Turn the rows below into a two-column Markdown table headed "No." and "Line", one line per table row with its number, skipping blank lines. Leave the pictures out.
++++ MATERIAL PROVIDED ++++
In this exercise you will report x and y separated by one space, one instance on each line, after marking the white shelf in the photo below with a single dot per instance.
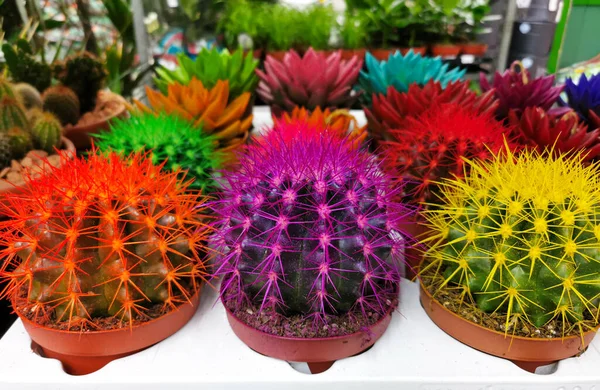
205 354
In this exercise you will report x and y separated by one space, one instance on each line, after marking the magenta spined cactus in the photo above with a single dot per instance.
309 227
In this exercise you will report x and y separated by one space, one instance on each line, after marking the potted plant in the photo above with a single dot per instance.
208 109
584 98
401 71
293 82
104 257
515 274
172 142
308 250
515 90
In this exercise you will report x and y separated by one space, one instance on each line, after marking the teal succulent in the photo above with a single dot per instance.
170 140
401 71
211 66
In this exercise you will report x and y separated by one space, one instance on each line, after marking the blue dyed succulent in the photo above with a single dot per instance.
401 71
584 98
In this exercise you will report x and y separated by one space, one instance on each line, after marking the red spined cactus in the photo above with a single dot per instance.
433 147
536 128
390 111
102 243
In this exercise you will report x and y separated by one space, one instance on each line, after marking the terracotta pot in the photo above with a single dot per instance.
527 353
445 50
474 48
85 352
382 54
80 135
415 227
11 188
319 353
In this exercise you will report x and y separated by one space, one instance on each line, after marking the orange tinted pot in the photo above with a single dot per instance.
527 353
319 353
85 352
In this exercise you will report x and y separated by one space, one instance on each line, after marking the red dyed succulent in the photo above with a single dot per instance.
563 134
390 111
433 147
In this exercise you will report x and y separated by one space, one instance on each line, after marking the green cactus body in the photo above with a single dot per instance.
85 75
62 102
20 142
46 132
28 96
520 236
12 114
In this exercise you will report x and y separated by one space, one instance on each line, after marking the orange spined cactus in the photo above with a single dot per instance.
102 243
340 122
207 108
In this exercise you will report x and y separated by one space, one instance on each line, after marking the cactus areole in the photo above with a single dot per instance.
103 244
307 235
515 246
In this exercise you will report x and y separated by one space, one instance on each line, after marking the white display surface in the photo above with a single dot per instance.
413 354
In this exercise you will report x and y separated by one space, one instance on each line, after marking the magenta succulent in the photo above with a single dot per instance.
314 80
517 91
309 227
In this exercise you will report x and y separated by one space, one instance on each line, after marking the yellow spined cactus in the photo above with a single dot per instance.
520 236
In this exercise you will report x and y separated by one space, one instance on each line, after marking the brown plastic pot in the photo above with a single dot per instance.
85 352
445 50
527 353
80 135
319 353
474 49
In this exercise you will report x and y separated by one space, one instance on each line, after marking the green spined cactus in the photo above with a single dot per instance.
46 132
28 95
12 114
62 102
85 75
520 236
24 68
20 142
170 139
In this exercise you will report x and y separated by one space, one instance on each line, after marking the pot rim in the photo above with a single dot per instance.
131 329
302 339
495 332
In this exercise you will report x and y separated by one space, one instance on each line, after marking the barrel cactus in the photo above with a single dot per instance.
308 227
46 132
400 72
99 242
62 102
518 237
171 141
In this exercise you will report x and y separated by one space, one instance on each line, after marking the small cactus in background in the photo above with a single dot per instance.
308 226
28 96
390 110
563 135
85 75
211 66
105 237
584 98
517 91
172 141
206 109
46 132
311 81
400 72
12 114
62 102
340 122
518 237
434 146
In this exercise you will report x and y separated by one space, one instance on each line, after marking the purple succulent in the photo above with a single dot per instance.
584 98
309 226
517 91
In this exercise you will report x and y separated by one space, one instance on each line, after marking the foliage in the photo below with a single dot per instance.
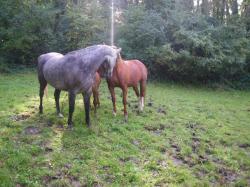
175 39
185 137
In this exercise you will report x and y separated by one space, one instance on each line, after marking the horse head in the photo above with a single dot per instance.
106 69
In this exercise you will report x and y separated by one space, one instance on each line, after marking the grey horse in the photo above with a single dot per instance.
75 73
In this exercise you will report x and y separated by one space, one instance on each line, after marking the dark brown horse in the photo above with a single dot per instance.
95 91
126 74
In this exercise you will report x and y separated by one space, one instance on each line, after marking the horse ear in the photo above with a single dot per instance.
119 50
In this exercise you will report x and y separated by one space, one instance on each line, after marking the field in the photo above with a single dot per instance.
187 136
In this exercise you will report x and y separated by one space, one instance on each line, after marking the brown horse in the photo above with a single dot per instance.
126 74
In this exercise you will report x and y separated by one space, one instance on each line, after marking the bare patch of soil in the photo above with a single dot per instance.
20 117
31 130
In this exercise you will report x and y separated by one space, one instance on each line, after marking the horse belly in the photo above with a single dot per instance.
54 76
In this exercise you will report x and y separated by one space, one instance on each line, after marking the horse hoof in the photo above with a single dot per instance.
126 118
70 127
60 115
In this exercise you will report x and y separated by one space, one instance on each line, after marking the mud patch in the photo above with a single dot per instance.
62 176
226 175
20 117
31 130
162 110
244 145
156 129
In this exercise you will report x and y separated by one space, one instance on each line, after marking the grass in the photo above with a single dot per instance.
187 136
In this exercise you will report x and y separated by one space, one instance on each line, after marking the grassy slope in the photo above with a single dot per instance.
189 136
++++
EXERCISE OUTPUT:
| No. | Line |
|---|---|
| 1 | In this exercise you will report x and y separated by one space, one instance on each line, after marking the white shelf in the photo below with a single dot per instance. |
| 2 | 205 354 |
| 3 | In this exercise you will report x and y separated by one space, one instance on each line, after marking the magenta spined cactus in the photo above with a single dot per instance. |
| 4 | 309 227 |
| 5 | In this exercise you will report x and y separated by one space, one instance on each line, after marking the potted plant in the photo above with a single dot per instance. |
| 6 | 208 109 |
| 7 | 584 98 |
| 8 | 401 71 |
| 9 | 293 82 |
| 10 | 104 257 |
| 11 | 515 274 |
| 12 | 172 142 |
| 13 | 308 250 |
| 14 | 515 90 |
| 15 | In this exercise you will report x and y separated by one space, one instance on each line, after marking the teal succulent in the photo above with a single dot per instance. |
| 16 | 170 140 |
| 17 | 401 71 |
| 18 | 211 66 |
| 19 | In this exercise you will report x and y separated by one space, one instance on each line, after marking the blue dyed succulent in the photo above with a single dot per instance. |
| 20 | 401 71 |
| 21 | 584 98 |
| 22 | In this exercise you will report x and y separated by one space, one instance on each line, after marking the red spined cactus in the photo above with a single dot per instance. |
| 23 | 433 147 |
| 24 | 536 128 |
| 25 | 390 111 |
| 26 | 102 243 |
| 27 | In this exercise you will report x and y separated by one space, one instance on each line, after marking the terracotta pot in the photo above with a single dot per instance. |
| 28 | 527 353 |
| 29 | 445 50 |
| 30 | 474 48 |
| 31 | 85 352 |
| 32 | 382 54 |
| 33 | 80 135 |
| 34 | 415 227 |
| 35 | 11 188 |
| 36 | 319 353 |
| 37 | In this exercise you will report x and y separated by one space, one instance on each line, after marking the orange tinted pot in the photo above with a single dot per instance. |
| 38 | 527 353 |
| 39 | 319 353 |
| 40 | 85 352 |
| 41 | In this exercise you will report x and y separated by one space, one instance on each line, after marking the red dyed succulent in the photo above with a single dot per instance. |
| 42 | 563 134 |
| 43 | 390 111 |
| 44 | 433 147 |
| 45 | In this exercise you will report x and y separated by one space, one instance on each line, after marking the green cactus body in the photo above with a single dot per instance. |
| 46 | 85 75 |
| 47 | 62 102 |
| 48 | 20 142 |
| 49 | 46 132 |
| 50 | 28 96 |
| 51 | 520 236 |
| 52 | 12 114 |
| 53 | In this exercise you will report x and y separated by one space, one instance on each line, after marking the orange spined cactus in the photo above with a single dot per instance. |
| 54 | 102 243 |
| 55 | 340 122 |
| 56 | 207 108 |
| 57 | In this exercise you will report x and y separated by one space, one instance on each line, after marking the cactus areole in the photo above with a single dot per instance. |
| 58 | 103 244 |
| 59 | 307 235 |
| 60 | 515 246 |
| 61 | In this exercise you will report x and y separated by one space, one instance on each line, after marking the white display surface in the photo above with a single dot per instance. |
| 62 | 413 354 |
| 63 | In this exercise you will report x and y separated by one space, one instance on each line, after marking the magenta succulent in the photo above with a single dot per instance. |
| 64 | 314 80 |
| 65 | 517 91 |
| 66 | 309 227 |
| 67 | In this exercise you will report x and y separated by one space, one instance on each line, after marking the yellow spined cactus in the photo above with a single dot per instance. |
| 68 | 520 236 |
| 69 | In this exercise you will report x and y separated by one space, one instance on each line, after marking the brown plastic pot in the photo above with a single dot per instance. |
| 70 | 85 352 |
| 71 | 445 50 |
| 72 | 527 353 |
| 73 | 80 135 |
| 74 | 319 353 |
| 75 | 474 49 |
| 76 | In this exercise you will report x and y separated by one space, one instance on each line, after marking the green spined cactus in the photo above with a single dot per instance. |
| 77 | 46 132 |
| 78 | 28 95 |
| 79 | 12 114 |
| 80 | 62 102 |
| 81 | 85 75 |
| 82 | 520 236 |
| 83 | 24 68 |
| 84 | 20 142 |
| 85 | 170 139 |
| 86 | In this exercise you will report x and y separated by one space, one instance on each line, after marking the pot rim in the photo above with a single dot per instance. |
| 87 | 131 329 |
| 88 | 302 339 |
| 89 | 495 332 |
| 90 | In this exercise you will report x and y separated by one space, one instance on each line, after marking the barrel cactus in the photo above with a single dot per instance. |
| 91 | 308 227 |
| 92 | 46 132 |
| 93 | 400 72 |
| 94 | 99 242 |
| 95 | 62 102 |
| 96 | 518 237 |
| 97 | 171 141 |
| 98 | In this exercise you will report x and y separated by one space, one instance on each line, after marking the small cactus in background in the photo above with a single dot per instance. |
| 99 | 308 226 |
| 100 | 28 96 |
| 101 | 390 110 |
| 102 | 563 135 |
| 103 | 85 75 |
| 104 | 211 66 |
| 105 | 105 237 |
| 106 | 584 98 |
| 107 | 517 91 |
| 108 | 172 141 |
| 109 | 206 109 |
| 110 | 46 132 |
| 111 | 311 81 |
| 112 | 400 72 |
| 113 | 12 114 |
| 114 | 62 102 |
| 115 | 340 122 |
| 116 | 518 237 |
| 117 | 434 146 |
| 118 | In this exercise you will report x and y separated by one space, one instance on each line, after marking the purple succulent in the photo above with a single dot per instance. |
| 119 | 584 98 |
| 120 | 309 226 |
| 121 | 517 91 |
| 122 | In this exercise you will report x and y separated by one space, one instance on each line, after marking the foliage in the photo below with a single dot per instance. |
| 123 | 175 39 |
| 124 | 185 137 |
| 125 | In this exercise you will report x and y separated by one space, one instance on each line, after marking the horse head in the photo above with a single dot per instance. |
| 126 | 106 69 |
| 127 | In this exercise you will report x and y separated by one space, one instance on each line, after marking the grey horse in the photo above with a single dot per instance. |
| 128 | 75 73 |
| 129 | In this exercise you will report x and y separated by one space, one instance on each line, after marking the dark brown horse in the photo above with a single dot per instance. |
| 130 | 95 91 |
| 131 | 126 74 |
| 132 | In this exercise you will report x and y separated by one space, one instance on each line, after marking the horse ear in the photo above with a single dot per instance. |
| 133 | 119 50 |
| 134 | In this exercise you will report x and y separated by one space, one instance on each line, after marking the field in the photo above with a single dot per instance. |
| 135 | 187 136 |
| 136 | In this exercise you will report x and y separated by one space, one instance on each line, after marking the brown horse in the photo above with a single dot per instance. |
| 137 | 126 74 |
| 138 | In this exercise you will report x and y separated by one space, one instance on each line, after marking the bare patch of soil in the photo above with a single dot per instance. |
| 139 | 20 117 |
| 140 | 31 130 |
| 141 | In this exercise you will report x and y separated by one space, one instance on each line, after marking the horse belly in the photo above with a single dot per instance. |
| 142 | 54 76 |
| 143 | In this exercise you will report x and y separated by one space, one instance on each line, after marking the horse hoof in the photo above with a single dot per instance. |
| 144 | 126 118 |
| 145 | 70 127 |
| 146 | 60 115 |
| 147 | In this exercise you will report x and y separated by one space, one instance on each line, after marking the mud patch in the photo above with a single dot per instance. |
| 148 | 62 176 |
| 149 | 226 175 |
| 150 | 20 117 |
| 151 | 31 130 |
| 152 | 162 110 |
| 153 | 244 145 |
| 154 | 156 129 |
| 155 | In this exercise you will report x and y separated by one space, one instance on each line, after marking the grass in the photo above with a single dot per instance. |
| 156 | 187 136 |
| 157 | In this exercise you will report x and y separated by one space, one instance on each line, after marking the grassy slope in the photo above with a single dot per instance. |
| 158 | 189 136 |